***** EXERCISE DATA *****

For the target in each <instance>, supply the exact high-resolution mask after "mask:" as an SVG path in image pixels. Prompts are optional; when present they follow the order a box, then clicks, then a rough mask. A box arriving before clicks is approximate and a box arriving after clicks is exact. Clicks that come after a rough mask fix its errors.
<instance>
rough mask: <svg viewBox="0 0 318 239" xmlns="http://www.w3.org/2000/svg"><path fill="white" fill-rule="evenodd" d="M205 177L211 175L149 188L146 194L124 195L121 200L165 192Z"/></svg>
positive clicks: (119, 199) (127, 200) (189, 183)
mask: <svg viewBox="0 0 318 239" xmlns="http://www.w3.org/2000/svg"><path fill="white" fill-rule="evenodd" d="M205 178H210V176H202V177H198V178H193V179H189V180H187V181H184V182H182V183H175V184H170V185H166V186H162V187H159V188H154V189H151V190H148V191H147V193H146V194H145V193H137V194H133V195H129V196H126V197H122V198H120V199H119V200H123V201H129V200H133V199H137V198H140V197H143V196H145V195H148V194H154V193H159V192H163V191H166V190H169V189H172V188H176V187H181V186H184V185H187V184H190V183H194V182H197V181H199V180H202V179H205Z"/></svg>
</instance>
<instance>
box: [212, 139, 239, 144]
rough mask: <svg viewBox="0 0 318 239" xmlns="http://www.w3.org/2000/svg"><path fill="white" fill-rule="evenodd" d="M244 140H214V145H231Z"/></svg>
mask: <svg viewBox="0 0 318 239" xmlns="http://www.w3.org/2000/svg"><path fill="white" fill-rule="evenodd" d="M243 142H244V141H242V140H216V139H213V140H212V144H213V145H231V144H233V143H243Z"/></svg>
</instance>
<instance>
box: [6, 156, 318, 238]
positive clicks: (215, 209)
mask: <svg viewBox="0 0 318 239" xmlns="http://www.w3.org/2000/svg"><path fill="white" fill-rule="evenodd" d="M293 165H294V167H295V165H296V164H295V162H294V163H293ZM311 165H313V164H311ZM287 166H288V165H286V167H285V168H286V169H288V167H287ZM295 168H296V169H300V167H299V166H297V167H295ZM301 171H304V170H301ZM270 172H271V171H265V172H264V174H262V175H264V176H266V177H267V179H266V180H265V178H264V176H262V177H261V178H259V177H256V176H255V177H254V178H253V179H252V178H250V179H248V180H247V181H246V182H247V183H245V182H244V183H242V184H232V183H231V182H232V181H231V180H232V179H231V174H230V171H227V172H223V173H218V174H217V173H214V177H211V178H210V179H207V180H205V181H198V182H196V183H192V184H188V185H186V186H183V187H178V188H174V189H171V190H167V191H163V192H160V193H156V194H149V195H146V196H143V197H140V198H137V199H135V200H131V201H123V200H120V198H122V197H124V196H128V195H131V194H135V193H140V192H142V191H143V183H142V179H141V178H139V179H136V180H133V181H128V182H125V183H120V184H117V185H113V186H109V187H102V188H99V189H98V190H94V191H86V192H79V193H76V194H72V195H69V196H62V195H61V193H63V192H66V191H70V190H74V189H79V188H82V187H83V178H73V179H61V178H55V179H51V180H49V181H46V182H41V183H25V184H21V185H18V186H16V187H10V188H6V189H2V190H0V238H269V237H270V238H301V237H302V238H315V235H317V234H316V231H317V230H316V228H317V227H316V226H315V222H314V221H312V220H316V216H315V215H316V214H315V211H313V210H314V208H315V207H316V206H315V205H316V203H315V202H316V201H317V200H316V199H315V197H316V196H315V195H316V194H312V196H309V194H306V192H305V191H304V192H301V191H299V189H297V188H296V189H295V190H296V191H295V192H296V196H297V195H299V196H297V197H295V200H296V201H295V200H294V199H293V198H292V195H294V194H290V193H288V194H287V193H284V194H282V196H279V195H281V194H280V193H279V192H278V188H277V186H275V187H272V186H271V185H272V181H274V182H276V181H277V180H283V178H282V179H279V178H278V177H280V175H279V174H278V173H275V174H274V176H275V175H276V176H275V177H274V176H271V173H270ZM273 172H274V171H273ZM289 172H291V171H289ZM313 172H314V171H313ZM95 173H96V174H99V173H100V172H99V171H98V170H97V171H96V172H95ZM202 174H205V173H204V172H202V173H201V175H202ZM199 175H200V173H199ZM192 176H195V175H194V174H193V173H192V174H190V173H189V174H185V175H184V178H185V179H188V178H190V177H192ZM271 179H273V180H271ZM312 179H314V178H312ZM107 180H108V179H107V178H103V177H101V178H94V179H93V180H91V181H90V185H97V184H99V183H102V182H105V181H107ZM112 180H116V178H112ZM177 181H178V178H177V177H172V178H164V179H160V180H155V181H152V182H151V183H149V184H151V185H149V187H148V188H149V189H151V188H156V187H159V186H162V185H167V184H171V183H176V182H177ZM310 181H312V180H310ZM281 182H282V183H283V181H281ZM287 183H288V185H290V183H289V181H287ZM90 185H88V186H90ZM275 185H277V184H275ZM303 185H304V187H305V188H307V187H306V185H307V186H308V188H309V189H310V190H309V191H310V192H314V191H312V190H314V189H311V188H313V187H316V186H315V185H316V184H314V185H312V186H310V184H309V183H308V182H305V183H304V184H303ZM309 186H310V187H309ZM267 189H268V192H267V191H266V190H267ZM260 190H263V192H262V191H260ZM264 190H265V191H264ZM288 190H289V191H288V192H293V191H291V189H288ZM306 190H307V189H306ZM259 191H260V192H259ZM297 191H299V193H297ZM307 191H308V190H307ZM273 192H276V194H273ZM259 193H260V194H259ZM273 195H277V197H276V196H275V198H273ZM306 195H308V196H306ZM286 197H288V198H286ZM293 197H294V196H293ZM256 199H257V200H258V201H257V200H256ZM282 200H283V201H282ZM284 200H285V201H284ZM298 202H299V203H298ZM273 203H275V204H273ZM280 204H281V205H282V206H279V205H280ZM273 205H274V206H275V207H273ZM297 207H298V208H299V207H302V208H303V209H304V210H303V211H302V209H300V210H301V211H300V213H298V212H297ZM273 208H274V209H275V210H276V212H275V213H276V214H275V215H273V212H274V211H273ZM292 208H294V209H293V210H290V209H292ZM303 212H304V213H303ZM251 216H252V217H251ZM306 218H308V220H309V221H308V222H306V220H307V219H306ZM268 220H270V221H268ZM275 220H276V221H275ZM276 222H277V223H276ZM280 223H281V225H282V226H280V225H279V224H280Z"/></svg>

*****

:: TASK OBJECTIVE ::
Please write out the rows as a numbered list with blank lines omitted, beginning at the first line and stopping after the line that contains "positive clicks: (119, 199)".

:: RESPONSE ::
1. For the target in each <instance>, supply the exact high-resolution mask after "mask:" as an SVG path in image pixels. Prompts are optional; when present they follow the order a box, then clicks, then a rough mask. A box arriving before clicks is approximate and a box arriving after clicks is exact. Clicks that come after a rough mask fix its errors.
2. <instance>
3. rough mask: <svg viewBox="0 0 318 239" xmlns="http://www.w3.org/2000/svg"><path fill="white" fill-rule="evenodd" d="M205 177L211 175L149 188L146 194L124 195L121 200L165 192Z"/></svg>
4. positive clicks: (119, 199) (127, 200) (189, 183)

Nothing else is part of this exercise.